What is needed >>
Add 43 to every x and y coordinate value in the part of the entries below that opens with the line containing "white shirt in the photo above." and runs through the end of the entries, then give that part again in full, with every other line unchanged.

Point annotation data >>
+++
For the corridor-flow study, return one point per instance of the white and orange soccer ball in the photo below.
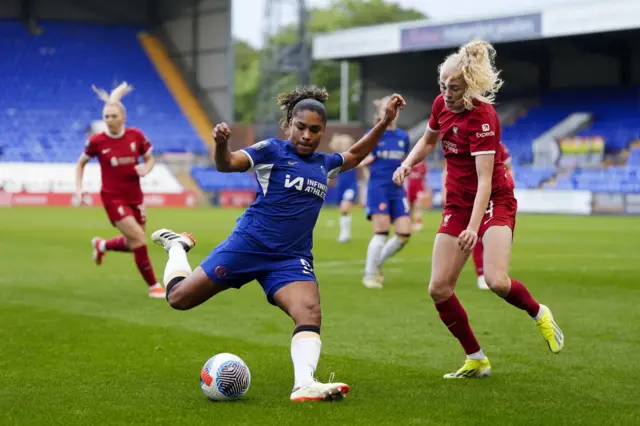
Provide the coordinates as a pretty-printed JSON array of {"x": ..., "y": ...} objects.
[{"x": 225, "y": 377}]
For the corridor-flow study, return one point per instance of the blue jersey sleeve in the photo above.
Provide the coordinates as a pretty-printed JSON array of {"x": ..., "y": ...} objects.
[
  {"x": 263, "y": 152},
  {"x": 334, "y": 163}
]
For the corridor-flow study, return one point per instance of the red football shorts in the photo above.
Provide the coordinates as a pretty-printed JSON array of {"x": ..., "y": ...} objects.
[
  {"x": 119, "y": 209},
  {"x": 413, "y": 189},
  {"x": 500, "y": 212}
]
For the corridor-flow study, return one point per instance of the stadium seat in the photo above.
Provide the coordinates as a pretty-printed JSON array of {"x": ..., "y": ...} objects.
[
  {"x": 616, "y": 118},
  {"x": 47, "y": 103}
]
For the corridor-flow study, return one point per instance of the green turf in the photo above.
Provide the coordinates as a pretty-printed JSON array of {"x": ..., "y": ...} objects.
[{"x": 85, "y": 345}]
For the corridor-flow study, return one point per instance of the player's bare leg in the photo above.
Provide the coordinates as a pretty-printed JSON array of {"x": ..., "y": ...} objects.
[
  {"x": 497, "y": 253},
  {"x": 136, "y": 240},
  {"x": 478, "y": 261},
  {"x": 381, "y": 224},
  {"x": 185, "y": 289},
  {"x": 345, "y": 221},
  {"x": 301, "y": 301},
  {"x": 447, "y": 263},
  {"x": 402, "y": 230}
]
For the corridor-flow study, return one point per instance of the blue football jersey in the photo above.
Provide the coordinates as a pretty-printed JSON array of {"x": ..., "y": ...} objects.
[
  {"x": 291, "y": 193},
  {"x": 348, "y": 179},
  {"x": 392, "y": 148}
]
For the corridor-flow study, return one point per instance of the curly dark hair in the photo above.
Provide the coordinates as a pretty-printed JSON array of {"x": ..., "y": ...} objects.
[{"x": 291, "y": 102}]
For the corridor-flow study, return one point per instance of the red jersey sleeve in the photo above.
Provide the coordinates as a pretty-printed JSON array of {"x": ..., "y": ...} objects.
[
  {"x": 91, "y": 147},
  {"x": 506, "y": 156},
  {"x": 482, "y": 135},
  {"x": 436, "y": 108},
  {"x": 144, "y": 146}
]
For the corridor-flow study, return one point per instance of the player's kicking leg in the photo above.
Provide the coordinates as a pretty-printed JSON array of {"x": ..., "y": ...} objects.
[
  {"x": 497, "y": 254},
  {"x": 185, "y": 289},
  {"x": 373, "y": 277},
  {"x": 447, "y": 263},
  {"x": 478, "y": 261},
  {"x": 301, "y": 301}
]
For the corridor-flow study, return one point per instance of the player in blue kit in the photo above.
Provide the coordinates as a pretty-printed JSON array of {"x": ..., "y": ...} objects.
[
  {"x": 272, "y": 240},
  {"x": 386, "y": 202},
  {"x": 347, "y": 187}
]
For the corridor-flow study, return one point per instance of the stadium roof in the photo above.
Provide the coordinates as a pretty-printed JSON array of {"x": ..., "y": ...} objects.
[{"x": 553, "y": 21}]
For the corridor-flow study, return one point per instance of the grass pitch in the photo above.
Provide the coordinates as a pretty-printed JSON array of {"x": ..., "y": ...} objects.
[{"x": 81, "y": 344}]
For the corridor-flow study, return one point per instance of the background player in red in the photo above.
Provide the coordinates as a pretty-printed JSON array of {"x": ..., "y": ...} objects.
[
  {"x": 480, "y": 201},
  {"x": 418, "y": 194},
  {"x": 118, "y": 149},
  {"x": 478, "y": 251}
]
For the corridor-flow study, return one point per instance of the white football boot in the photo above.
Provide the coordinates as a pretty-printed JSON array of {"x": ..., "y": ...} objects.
[
  {"x": 166, "y": 238},
  {"x": 317, "y": 391},
  {"x": 371, "y": 282},
  {"x": 482, "y": 284}
]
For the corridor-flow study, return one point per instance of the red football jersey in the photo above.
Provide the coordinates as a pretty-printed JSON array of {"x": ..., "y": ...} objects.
[
  {"x": 465, "y": 135},
  {"x": 118, "y": 156},
  {"x": 506, "y": 155},
  {"x": 418, "y": 172}
]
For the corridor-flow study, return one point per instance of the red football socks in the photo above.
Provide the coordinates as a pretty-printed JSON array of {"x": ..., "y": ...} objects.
[
  {"x": 117, "y": 244},
  {"x": 455, "y": 319},
  {"x": 520, "y": 297},
  {"x": 144, "y": 265}
]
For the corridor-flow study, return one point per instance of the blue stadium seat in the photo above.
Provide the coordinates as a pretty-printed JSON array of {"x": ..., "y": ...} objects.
[
  {"x": 47, "y": 103},
  {"x": 616, "y": 118}
]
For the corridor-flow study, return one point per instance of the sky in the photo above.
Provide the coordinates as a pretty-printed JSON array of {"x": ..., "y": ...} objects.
[{"x": 248, "y": 14}]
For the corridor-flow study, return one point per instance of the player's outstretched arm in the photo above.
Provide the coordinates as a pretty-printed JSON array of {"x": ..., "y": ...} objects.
[
  {"x": 420, "y": 151},
  {"x": 227, "y": 161},
  {"x": 361, "y": 149},
  {"x": 484, "y": 168},
  {"x": 367, "y": 161},
  {"x": 82, "y": 162}
]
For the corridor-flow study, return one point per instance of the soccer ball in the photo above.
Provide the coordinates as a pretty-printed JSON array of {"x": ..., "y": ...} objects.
[{"x": 225, "y": 377}]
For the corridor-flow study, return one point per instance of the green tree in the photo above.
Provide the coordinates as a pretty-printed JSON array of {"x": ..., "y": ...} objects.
[
  {"x": 340, "y": 14},
  {"x": 247, "y": 74}
]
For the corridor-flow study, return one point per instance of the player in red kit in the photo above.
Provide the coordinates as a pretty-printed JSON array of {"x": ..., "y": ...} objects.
[
  {"x": 478, "y": 251},
  {"x": 118, "y": 149},
  {"x": 418, "y": 194},
  {"x": 480, "y": 203}
]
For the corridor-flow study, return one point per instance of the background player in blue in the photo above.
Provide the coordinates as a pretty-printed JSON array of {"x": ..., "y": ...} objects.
[
  {"x": 386, "y": 202},
  {"x": 347, "y": 187},
  {"x": 272, "y": 240}
]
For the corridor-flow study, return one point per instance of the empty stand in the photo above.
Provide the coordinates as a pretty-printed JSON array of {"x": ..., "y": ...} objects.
[{"x": 47, "y": 102}]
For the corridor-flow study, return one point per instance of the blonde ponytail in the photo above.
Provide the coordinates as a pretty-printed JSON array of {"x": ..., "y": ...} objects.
[
  {"x": 475, "y": 63},
  {"x": 114, "y": 98}
]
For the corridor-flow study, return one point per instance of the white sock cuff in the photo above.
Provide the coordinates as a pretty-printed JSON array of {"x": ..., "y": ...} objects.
[
  {"x": 379, "y": 239},
  {"x": 177, "y": 265}
]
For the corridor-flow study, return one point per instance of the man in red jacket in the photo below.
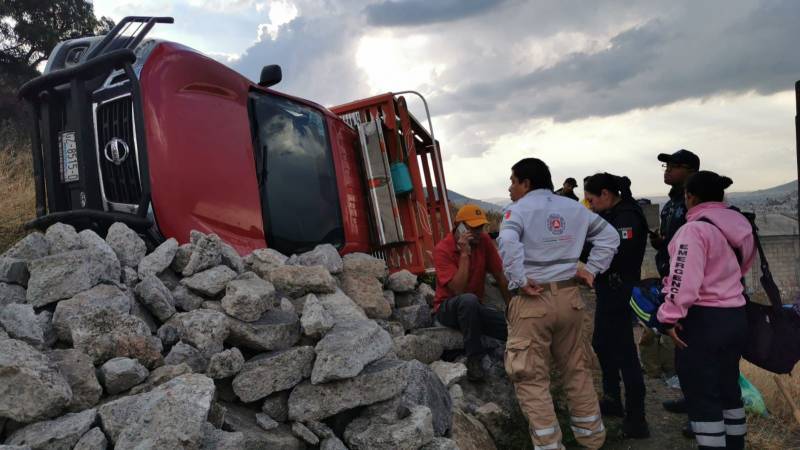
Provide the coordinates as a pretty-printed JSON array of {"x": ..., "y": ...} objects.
[{"x": 462, "y": 260}]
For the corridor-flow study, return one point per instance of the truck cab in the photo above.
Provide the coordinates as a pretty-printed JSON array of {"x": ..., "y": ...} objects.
[{"x": 167, "y": 140}]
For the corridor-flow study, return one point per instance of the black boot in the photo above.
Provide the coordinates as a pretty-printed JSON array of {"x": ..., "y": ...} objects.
[
  {"x": 676, "y": 406},
  {"x": 475, "y": 370},
  {"x": 612, "y": 407},
  {"x": 635, "y": 427}
]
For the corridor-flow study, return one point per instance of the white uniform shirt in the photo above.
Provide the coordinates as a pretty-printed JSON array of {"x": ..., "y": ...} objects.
[{"x": 542, "y": 236}]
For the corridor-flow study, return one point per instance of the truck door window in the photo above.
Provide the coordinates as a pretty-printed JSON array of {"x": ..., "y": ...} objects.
[{"x": 299, "y": 194}]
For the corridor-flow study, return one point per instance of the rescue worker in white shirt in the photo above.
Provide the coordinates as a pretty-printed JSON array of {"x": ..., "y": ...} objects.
[{"x": 540, "y": 241}]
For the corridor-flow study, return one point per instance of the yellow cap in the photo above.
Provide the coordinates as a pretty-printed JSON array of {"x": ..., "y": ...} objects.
[{"x": 472, "y": 215}]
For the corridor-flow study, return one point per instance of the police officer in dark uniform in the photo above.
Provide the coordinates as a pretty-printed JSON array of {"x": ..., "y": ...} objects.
+++
Exercise solution >>
For the corridor-flow study, return one point per instance of the rescue worker in white shirt in the photo above.
Provide the coordinates as a pretty-printed JSON array of {"x": ..., "y": ...} objects.
[{"x": 583, "y": 284}]
For the corridor-flow study, return one point per instance of the yellow cap in the photo above.
Provide the coordinates as a pretty-printed JSON array of {"x": ..., "y": ...} objects.
[{"x": 515, "y": 258}]
For the corridor-flow study, return one point per instance of the police officer in dark uniform in the photo above.
Provide the coordinates as a pretty-printed JSON array of {"x": ..., "y": ...} objects.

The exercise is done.